# START OF RECORDS TO PROCESS

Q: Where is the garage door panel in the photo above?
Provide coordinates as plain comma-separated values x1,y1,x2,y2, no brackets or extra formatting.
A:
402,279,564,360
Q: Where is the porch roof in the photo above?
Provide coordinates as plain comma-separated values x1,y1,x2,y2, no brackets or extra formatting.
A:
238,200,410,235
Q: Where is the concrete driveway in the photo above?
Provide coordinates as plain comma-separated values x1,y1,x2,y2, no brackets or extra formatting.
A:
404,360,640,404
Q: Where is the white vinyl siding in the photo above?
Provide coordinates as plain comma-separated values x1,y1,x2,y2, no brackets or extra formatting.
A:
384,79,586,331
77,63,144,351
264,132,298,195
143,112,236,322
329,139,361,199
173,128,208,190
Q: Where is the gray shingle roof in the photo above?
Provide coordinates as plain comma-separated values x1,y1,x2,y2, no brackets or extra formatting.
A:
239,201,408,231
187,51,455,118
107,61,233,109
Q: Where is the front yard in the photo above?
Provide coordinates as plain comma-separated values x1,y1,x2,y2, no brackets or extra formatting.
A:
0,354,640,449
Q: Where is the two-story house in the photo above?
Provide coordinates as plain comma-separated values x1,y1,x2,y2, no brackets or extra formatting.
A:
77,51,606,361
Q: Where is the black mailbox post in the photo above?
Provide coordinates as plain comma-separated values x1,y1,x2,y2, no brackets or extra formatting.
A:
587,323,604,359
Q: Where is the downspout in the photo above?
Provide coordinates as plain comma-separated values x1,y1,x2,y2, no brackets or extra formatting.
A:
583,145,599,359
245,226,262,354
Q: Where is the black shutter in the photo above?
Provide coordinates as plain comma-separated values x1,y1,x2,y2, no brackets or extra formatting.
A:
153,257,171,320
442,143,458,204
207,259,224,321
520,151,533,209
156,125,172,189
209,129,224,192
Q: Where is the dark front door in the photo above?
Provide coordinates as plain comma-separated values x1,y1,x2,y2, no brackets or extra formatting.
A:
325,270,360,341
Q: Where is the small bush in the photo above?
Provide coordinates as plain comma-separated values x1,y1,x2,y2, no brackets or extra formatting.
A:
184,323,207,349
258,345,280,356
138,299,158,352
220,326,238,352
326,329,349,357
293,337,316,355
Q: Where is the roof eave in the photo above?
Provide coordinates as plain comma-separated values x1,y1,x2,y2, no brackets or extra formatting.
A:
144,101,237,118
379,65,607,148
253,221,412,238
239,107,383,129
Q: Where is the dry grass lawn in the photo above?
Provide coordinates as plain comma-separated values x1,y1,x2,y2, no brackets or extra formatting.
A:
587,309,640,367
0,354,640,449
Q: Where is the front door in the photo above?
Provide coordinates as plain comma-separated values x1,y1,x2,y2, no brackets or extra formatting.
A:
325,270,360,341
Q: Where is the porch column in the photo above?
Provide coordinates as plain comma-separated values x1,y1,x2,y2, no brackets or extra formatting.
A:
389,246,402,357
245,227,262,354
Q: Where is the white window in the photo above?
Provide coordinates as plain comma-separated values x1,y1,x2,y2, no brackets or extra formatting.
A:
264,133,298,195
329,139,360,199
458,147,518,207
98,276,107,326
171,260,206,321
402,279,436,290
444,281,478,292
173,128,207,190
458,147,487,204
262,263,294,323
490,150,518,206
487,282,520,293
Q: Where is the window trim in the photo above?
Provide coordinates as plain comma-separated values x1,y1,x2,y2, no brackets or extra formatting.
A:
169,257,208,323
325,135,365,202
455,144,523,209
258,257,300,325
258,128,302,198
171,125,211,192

# END OF RECORDS TO PROCESS

WHAT IS NEEDED
Show each line of the items above that contains the word "door", copying every such line in full.

ANSWER TO THIS TASK
Q: Where is the garage door panel in the photo above?
Q: Where is the dark front door in the photo above?
Q: Where is the front door in the photo above?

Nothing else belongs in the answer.